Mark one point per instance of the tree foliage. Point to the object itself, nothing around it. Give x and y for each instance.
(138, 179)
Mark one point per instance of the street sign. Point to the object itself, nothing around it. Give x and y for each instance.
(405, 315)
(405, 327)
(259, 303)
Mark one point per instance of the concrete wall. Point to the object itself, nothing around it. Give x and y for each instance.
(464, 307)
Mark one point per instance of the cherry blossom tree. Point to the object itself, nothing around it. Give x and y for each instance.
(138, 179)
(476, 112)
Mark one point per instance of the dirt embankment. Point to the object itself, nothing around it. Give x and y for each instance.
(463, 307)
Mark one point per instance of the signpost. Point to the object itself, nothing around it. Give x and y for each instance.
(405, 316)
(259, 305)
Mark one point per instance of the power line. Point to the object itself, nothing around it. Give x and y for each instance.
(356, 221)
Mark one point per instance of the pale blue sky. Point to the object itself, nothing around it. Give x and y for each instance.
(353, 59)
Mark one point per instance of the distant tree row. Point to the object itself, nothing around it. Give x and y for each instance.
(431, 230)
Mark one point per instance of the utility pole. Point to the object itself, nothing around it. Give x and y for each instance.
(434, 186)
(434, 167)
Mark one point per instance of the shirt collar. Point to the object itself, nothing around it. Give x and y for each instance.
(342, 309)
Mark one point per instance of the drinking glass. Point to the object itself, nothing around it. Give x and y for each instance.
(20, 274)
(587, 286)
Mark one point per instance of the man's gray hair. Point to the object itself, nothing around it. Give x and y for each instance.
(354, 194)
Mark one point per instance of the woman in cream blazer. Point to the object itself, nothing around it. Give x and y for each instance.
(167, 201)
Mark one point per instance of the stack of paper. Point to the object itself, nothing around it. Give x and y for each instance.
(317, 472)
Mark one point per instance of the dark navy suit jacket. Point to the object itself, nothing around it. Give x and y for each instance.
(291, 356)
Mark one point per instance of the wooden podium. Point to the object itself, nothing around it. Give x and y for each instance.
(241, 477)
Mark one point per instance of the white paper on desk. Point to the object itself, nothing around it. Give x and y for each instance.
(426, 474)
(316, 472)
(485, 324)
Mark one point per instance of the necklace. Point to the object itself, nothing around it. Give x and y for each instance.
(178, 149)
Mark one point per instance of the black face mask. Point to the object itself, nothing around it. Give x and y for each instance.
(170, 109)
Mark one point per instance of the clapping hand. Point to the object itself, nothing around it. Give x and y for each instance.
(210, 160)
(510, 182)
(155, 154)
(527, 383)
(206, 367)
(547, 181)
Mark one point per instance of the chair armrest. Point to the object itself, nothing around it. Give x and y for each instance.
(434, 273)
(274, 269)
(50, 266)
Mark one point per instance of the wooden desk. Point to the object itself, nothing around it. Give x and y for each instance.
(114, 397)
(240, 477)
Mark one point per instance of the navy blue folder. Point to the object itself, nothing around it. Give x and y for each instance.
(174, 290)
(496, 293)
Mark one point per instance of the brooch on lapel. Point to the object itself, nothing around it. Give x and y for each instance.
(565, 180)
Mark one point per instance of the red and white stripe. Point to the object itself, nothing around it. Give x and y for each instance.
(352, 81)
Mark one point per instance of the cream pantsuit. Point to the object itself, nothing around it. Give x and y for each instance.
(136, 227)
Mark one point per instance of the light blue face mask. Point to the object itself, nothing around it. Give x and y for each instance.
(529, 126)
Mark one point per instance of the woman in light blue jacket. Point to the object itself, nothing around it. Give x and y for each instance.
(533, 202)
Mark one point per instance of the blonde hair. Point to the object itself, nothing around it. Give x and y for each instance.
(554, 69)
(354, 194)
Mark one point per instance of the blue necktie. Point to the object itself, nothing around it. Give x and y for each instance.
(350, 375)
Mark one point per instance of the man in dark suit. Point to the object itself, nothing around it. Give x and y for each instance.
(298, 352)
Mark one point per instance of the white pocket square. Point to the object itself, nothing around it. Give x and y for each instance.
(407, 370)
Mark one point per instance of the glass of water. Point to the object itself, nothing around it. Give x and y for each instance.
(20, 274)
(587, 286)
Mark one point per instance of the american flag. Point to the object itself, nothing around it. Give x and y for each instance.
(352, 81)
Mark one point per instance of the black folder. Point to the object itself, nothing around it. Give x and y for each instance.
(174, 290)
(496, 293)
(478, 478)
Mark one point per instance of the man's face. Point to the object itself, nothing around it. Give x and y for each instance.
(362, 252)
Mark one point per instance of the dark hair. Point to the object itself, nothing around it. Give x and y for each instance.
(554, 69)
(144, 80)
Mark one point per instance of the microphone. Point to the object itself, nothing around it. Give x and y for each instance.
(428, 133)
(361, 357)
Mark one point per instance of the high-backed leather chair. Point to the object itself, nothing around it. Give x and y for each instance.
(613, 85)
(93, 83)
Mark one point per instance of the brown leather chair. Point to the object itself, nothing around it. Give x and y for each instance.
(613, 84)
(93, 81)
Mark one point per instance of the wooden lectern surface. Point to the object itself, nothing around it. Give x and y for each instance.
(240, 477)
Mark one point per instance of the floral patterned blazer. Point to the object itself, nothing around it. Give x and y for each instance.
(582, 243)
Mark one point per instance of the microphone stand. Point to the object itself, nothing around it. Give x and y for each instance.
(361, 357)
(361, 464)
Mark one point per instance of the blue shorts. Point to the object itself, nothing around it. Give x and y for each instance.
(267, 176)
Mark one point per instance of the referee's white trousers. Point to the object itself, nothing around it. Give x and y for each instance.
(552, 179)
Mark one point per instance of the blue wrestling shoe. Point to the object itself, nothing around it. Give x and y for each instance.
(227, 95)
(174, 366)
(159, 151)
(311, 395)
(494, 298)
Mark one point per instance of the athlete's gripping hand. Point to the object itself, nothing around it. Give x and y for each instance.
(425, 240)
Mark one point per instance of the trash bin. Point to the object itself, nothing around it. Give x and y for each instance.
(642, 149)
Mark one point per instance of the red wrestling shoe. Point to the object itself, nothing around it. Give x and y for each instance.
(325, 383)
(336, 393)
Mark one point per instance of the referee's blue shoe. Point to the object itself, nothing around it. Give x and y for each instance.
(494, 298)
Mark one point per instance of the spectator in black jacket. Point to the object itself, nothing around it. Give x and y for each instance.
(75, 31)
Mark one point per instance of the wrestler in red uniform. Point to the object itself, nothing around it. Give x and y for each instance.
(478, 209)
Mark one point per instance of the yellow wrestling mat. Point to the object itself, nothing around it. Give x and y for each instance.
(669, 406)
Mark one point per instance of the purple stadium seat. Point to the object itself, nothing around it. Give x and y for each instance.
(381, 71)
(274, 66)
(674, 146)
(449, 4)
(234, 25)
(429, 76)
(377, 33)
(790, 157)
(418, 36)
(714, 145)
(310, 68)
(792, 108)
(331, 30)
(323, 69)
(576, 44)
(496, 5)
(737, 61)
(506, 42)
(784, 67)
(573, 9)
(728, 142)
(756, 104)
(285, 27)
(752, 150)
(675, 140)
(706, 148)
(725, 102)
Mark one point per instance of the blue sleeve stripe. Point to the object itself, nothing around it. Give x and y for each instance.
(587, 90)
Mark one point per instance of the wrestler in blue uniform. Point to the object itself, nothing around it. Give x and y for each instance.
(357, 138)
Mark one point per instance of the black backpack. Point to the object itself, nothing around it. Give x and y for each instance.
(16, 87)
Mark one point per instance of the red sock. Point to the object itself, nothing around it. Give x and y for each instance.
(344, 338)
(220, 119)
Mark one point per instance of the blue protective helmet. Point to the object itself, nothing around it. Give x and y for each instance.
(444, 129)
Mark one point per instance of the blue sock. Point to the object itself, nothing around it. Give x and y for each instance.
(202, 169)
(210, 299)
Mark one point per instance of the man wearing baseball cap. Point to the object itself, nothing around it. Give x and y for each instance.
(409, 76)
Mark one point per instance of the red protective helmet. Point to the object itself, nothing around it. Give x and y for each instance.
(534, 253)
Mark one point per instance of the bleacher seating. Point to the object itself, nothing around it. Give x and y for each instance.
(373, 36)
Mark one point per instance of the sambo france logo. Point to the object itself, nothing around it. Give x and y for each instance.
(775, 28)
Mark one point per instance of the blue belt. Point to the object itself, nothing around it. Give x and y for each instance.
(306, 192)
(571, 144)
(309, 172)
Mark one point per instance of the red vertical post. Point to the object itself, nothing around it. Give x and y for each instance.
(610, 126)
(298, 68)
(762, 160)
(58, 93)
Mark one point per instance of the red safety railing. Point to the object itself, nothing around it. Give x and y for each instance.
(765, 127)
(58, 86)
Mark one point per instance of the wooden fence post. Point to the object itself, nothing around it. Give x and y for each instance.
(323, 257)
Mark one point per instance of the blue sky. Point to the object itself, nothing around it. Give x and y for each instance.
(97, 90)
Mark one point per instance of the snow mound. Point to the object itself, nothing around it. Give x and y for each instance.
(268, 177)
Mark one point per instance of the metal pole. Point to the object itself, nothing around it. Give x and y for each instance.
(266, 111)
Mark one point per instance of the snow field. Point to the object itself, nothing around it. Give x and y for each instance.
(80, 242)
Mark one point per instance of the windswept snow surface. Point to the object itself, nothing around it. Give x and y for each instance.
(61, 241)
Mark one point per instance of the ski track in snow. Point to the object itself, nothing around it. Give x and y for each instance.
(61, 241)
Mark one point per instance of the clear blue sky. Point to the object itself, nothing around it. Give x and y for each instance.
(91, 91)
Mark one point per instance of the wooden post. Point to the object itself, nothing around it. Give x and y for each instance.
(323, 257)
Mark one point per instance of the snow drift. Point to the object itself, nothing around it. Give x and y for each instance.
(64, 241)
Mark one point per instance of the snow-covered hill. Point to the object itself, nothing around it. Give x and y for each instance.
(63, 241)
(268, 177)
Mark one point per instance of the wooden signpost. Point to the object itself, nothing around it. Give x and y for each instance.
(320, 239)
────────────────────────────────────────
> What is needed:
The required output is an exact retyping of the lines from the one that contains "Mark one point per instance of the snow-covered" through the last line of the material above.

> Response for this exercise:
Mark one point per instance of the snow-covered hill. Point to the object itself, nothing around it. Give x and y for each instance.
(63, 241)
(268, 177)
Mark one point per instance of the wooden signpost. Point to the object itself, nothing around it. Give x and y for each instance.
(320, 239)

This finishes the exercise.